• TEXT:
——————————

I told her we’d kill ‘em all.

In the final analysis, that’s the message of the action thriller “The Kingdom.” The lead FBI counterterrorist agent and the chief terrorist are morally equivalent. They say the same thing. They have the same message. They are both killers. One is not better than the other.
But aside from that, before you decide whether to see this weekend’s heavily promoted new release, “The Kingdom,” you need to take a short quiz. It only has one question:
Which of the following is true in real life?:
a) After the 1996 bombing of the Khobar Towers, The Kingdom of Saudi Arabia allowed a team of FBI agents into the country to investigate, a billionaire Saudi Prince helped the FBI extensively, and a Saudi police Colonel enthusiastically helped the FBI track down the terrorist murderers inside the Kingdom?;
b) An American woman–an FBI agent, no less–is allowed to roam and gallivant around Saudi Arabia in a very short-sleeved tight T-shirt, bearing all of her arms, and without anything covering her long, flowing hair . . . and she carries a machine gun in the process?;
c) A Jewish man–an American FBI agent, no less–is allowed into the Kingdom of Saudi Arabia, despite the fact that his grandmother lives in Israel, and he has three stamps from Israel in his passport from three separate trips to visit her there. When asked whether he’s “got a problem with that,” a Saudi police Colonel says, “It is not a concern,” and waives the Jewish-American with the Israeli stamps in his passport into the Kingdom, since they are such a tolerant society?;
d) Only a distinct, small group of Saudi Arabians are Wahhabis, with the rest being law-abiding moderate Muslims running and living in the Kingdom?;
e) The FBI Director will not pander to Muslims and tells off the U.S. Attorney General about it, saying “We won’t cry uncle,” when one of his agents is killed in a Saudi terrorist attack. He tells the pro-Saudi AG, “The end is coming no matter what. The only thing that matters is if you go out on your feet or on your knees.” He insists on sending his men inside the Kingdom to investigate, and to get there, he has his top agent (Jamie Foxx) blackmail and threaten a Saudi Prince and Ambassador (who–surprise!–looks exactly like recent Saudi Ambassador to the U.S., Prince Turki Al-Faisal)?

——————————

Source data
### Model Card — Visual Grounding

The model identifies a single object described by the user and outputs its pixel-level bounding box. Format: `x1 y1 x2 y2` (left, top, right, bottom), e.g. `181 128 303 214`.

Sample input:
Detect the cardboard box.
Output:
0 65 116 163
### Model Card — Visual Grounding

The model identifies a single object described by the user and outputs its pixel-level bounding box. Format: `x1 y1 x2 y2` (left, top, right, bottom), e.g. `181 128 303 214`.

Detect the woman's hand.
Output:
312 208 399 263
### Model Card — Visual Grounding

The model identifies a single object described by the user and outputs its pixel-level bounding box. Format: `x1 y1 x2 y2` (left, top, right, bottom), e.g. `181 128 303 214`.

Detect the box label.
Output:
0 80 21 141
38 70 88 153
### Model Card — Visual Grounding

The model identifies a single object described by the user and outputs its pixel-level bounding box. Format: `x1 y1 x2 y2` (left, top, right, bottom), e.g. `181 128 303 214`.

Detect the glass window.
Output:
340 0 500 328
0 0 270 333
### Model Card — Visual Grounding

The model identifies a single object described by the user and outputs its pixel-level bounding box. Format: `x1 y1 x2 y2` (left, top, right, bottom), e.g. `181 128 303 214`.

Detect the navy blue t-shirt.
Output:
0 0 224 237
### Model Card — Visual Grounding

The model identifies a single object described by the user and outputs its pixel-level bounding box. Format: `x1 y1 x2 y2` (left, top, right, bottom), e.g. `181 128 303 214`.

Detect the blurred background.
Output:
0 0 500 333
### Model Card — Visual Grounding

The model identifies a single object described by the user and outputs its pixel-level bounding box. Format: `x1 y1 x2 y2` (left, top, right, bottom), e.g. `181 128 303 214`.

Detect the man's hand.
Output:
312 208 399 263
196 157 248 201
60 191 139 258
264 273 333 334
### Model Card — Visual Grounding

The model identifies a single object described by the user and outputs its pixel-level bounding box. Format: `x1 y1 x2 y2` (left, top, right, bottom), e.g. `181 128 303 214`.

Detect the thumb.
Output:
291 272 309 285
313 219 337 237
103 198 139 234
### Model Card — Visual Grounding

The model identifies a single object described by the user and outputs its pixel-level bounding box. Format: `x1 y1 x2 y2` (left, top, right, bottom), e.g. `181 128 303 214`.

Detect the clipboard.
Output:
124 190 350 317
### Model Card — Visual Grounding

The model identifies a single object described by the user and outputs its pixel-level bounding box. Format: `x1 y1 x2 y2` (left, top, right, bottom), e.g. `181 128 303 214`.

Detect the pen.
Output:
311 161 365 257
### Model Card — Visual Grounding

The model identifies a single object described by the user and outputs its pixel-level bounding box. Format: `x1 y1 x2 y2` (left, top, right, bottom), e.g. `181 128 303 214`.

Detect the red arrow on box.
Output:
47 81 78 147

——————————

• STATED PROBLEM 1: Translate this sentence from the text on the film "The Kingdom" into French: "One is not better than the other."
• STATED PROBLEM 2: Carry on the text on the film "The Kingdom" from the point where it stops, not the listing.

• WRITTEN REPLY 1: L'un n'est pas meilleur que l'autre.

• WRITTEN REPLY 2:
Which if these five things is true in real life? Which would actually or has actually happened?
If you answered, “None of the above,” then you are cleared to see “The Kingdom,” but you wouldn’t want to waste your time and ten bucks to view this pan-Saudi propaganda.
If you answered that any of the above is true, you are clearly too ignorant to attend a showing of “The Kingdom.” You will believe anything Hollywood puts in your face. And you’re dangerous.
The truth is, none of the above is true in real life. But all of the above are portrayed as true in “The Kingdom.”
In fact, despite many pandering requests and stronger demands, the Saudis did NOT allow the FBI into the Kingdom of Saudi Arabia, after Saudi terrorists attacked and murdered Americans in the Khobar Towers bombing. The FBI did NOT get to investigate at the crime scene.
In fact, women–especially sexy American women with machine guns–are not allowed to run around the country without their arms fully covered along well as their body and hair. That’s not what were shown with an FBI agent played by Jennifer Garner. The only hint of anything is when fellow FBI agent Jamie Foxx tells her, “You need to dial down the boobies,” for a dinner with their pro-American ally, the Saudi Prince, who resembles the anti-American Saudi billionaire Prince AlWaleed Bin Talal just a little too closely.
In fact, while few Jews are allowed into the Kingdom of Saudi Arabia, NO Jews with stamps from Israel on their passports are allowed in. That’s a strict no-no and is official written and practiced Saudi diplomatic protocol. The only ones allowed in with an Israeli stamp on their passports are Muslims who live in Israel or the Palestinian Authority who are on the Hajj, making the pilgrimage to Mecca. That is the only exception and it is very hush-hush. Yet, the movie makes a point of showing us Jewish FBI agent Jason Bateman (who should have retired after “Silver Spoons“) raising the issue of his Israeli-stamp-filled passport, with the Saudis telling him they’re not concerned about it. Riiiight.
In fact, almost all Saudis are Wahhabis, following the strict, extremist teachings of Mohammed Ibn Abd-Al-Wahhab. There isn’t this small group of radicals, like Crips and Bloods, who think this way and can be singled out. They all think this way (but for the few oppressed, persecuted Shi’ites in the Kingdom–who are just as extremist but don’t follow Ibn Abd-Al-Wahhab) in Saudi Arabia.
In fact, FBI Director Robert Mueller has made it his policy not to stand up for his agents, but to kowtow to the Saudis and their well-funded surrogates here on U.S. soil. He’s had his agency sponsor their events and has broken pita with the Saudi-funded American Muslims tied most strongly to terrorists.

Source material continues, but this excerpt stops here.